| Exercise brief |
Report the count of lines containing the word "bumper" in the entries below, and nothing more.

Natural language region descriptions:
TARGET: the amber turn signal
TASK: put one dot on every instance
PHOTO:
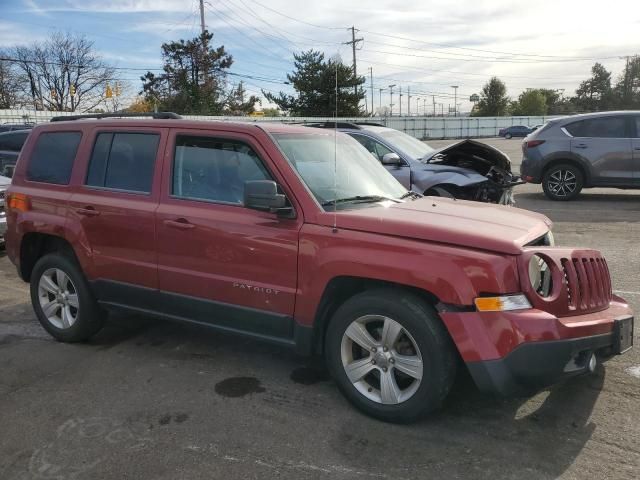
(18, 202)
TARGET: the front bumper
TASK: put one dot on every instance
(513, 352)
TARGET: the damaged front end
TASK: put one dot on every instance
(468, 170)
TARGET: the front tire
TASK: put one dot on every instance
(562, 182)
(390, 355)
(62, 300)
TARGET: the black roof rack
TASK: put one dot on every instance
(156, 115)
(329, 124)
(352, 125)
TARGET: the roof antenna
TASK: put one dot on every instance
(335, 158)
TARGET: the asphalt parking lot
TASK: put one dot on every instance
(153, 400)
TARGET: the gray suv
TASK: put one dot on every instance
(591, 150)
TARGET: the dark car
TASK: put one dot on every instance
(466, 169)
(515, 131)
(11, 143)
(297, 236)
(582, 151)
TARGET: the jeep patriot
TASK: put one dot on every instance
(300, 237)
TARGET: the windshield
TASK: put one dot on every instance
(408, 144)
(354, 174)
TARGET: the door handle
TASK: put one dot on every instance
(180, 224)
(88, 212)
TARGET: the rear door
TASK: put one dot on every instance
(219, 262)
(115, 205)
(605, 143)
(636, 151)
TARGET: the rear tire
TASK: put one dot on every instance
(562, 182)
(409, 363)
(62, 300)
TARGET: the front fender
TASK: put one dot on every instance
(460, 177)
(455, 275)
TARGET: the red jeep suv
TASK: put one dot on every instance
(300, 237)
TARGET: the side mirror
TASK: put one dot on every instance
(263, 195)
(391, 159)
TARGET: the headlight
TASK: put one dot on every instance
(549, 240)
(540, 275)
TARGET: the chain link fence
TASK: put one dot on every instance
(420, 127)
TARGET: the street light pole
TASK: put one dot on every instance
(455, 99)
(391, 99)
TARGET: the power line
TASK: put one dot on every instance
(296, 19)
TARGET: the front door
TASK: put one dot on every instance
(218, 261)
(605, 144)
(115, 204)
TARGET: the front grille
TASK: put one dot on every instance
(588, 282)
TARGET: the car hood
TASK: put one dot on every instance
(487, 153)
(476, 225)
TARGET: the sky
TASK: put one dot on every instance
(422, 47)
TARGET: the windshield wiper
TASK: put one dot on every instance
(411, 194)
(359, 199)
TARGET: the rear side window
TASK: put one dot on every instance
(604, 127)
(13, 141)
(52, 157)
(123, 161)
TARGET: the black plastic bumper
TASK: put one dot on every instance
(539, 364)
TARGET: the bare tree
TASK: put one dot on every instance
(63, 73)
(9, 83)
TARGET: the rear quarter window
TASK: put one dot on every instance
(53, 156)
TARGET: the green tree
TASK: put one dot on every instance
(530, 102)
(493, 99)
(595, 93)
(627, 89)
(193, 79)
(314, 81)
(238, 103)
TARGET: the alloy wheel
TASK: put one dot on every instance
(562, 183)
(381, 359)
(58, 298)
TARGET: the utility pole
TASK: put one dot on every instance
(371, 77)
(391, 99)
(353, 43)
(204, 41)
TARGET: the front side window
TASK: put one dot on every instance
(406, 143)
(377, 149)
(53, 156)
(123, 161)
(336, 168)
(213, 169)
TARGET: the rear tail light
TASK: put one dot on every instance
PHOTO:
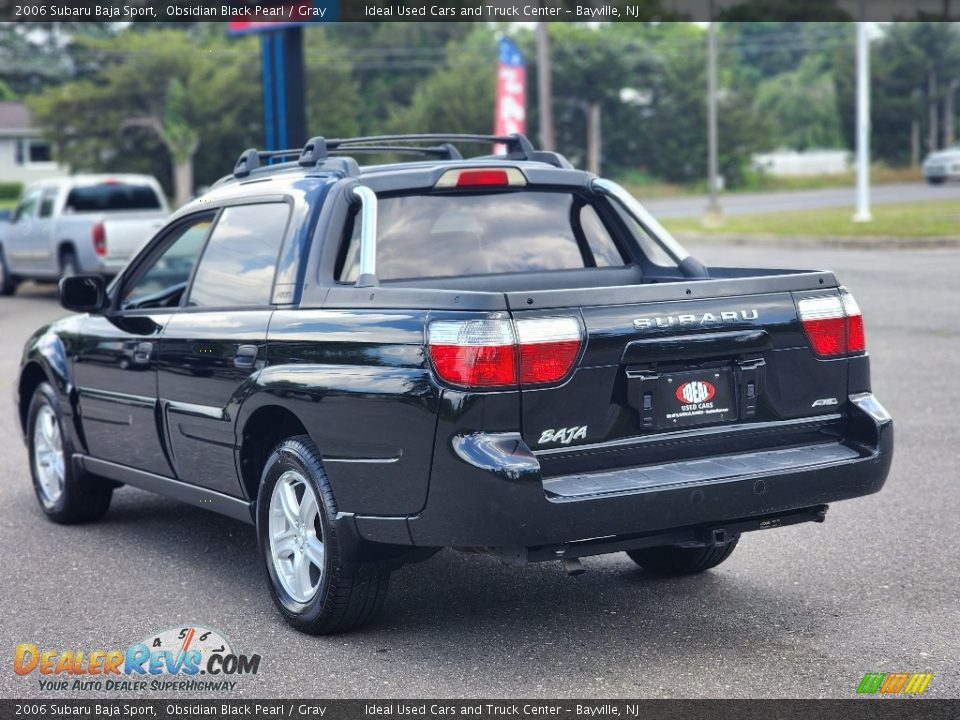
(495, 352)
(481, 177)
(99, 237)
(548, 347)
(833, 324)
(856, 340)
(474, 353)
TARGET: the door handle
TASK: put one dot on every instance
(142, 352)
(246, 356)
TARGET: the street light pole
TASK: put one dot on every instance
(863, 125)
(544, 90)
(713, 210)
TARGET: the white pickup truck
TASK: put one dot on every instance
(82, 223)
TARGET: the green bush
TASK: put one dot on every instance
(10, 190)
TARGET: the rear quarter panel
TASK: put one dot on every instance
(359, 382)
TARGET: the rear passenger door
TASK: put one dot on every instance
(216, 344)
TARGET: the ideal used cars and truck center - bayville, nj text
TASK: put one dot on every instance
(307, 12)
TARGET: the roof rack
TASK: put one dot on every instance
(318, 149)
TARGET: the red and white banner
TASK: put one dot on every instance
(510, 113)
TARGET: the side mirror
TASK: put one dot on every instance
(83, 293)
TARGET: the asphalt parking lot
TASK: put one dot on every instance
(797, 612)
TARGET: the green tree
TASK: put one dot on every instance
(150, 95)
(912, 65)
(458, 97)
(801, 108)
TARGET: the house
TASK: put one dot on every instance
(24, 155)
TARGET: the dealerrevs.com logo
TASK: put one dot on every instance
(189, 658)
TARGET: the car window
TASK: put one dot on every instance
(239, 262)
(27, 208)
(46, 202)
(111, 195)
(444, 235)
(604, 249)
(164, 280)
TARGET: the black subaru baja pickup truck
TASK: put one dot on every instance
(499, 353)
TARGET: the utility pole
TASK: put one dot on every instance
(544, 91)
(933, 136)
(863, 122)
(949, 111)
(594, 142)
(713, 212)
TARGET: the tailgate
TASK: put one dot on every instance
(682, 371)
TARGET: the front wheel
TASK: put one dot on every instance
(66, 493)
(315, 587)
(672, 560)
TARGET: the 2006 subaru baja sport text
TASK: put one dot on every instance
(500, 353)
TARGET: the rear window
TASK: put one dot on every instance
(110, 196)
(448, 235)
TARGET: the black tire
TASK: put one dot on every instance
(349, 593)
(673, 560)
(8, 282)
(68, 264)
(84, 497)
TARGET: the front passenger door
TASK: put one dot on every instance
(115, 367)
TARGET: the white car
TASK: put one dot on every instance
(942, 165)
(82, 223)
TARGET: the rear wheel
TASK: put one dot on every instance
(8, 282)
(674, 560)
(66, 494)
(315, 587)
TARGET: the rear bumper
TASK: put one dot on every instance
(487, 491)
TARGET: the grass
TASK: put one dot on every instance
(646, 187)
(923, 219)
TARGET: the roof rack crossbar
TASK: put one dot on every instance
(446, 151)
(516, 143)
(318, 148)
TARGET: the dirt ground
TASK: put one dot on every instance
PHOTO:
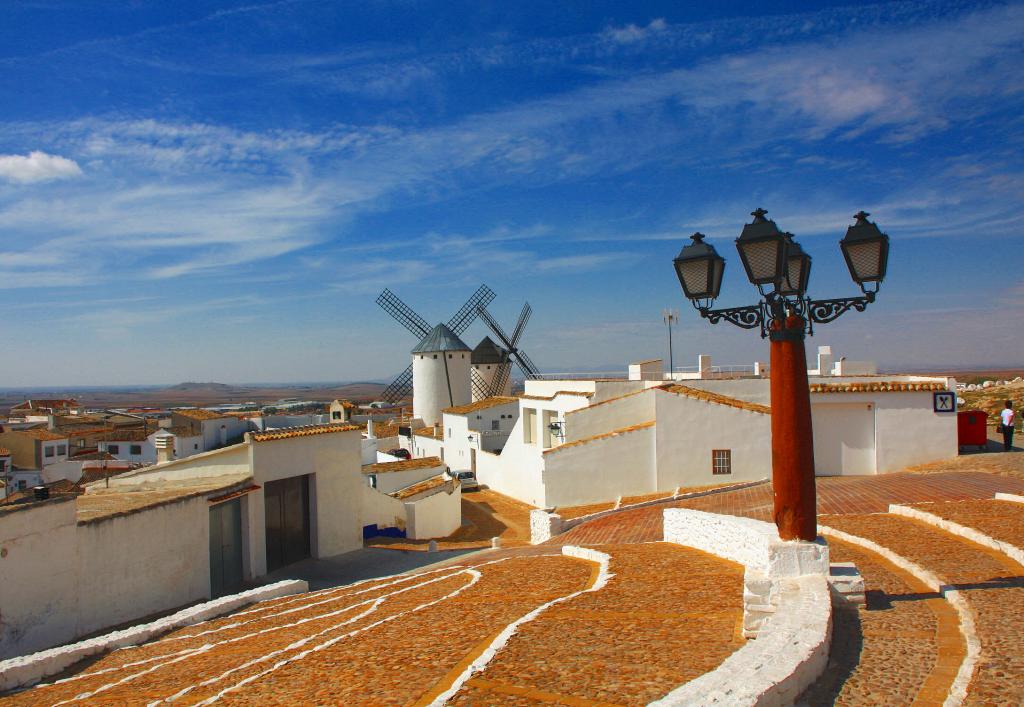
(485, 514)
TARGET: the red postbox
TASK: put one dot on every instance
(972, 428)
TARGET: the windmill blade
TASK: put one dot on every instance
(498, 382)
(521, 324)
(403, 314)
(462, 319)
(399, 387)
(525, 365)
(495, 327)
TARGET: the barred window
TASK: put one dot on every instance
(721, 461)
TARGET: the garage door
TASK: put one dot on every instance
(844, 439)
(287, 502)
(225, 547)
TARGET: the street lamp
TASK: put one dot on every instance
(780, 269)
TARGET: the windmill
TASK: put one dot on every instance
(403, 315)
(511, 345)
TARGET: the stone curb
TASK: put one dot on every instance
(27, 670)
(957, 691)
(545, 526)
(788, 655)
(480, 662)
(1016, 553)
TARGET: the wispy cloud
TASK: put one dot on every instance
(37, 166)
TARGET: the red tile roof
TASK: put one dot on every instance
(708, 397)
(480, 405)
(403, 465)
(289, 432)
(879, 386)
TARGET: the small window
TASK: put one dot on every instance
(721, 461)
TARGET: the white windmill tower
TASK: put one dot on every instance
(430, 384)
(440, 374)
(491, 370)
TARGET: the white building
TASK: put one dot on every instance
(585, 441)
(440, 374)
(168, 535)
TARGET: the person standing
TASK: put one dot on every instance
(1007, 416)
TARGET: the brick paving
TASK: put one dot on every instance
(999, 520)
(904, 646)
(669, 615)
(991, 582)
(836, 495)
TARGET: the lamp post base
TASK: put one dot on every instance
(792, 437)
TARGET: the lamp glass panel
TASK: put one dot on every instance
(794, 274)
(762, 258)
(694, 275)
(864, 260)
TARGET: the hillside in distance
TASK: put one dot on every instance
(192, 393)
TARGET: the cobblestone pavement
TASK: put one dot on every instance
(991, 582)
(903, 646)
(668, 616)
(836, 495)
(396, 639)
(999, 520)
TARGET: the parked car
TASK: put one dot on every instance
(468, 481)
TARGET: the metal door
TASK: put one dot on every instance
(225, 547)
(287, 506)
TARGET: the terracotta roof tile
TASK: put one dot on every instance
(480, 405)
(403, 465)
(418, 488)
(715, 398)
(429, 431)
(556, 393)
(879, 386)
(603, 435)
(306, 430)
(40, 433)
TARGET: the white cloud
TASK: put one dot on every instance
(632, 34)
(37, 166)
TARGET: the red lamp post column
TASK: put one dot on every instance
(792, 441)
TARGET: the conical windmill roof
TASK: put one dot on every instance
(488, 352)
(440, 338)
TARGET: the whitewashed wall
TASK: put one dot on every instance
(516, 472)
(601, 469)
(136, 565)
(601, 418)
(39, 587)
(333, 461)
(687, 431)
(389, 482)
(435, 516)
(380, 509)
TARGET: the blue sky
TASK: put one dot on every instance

| Result |
3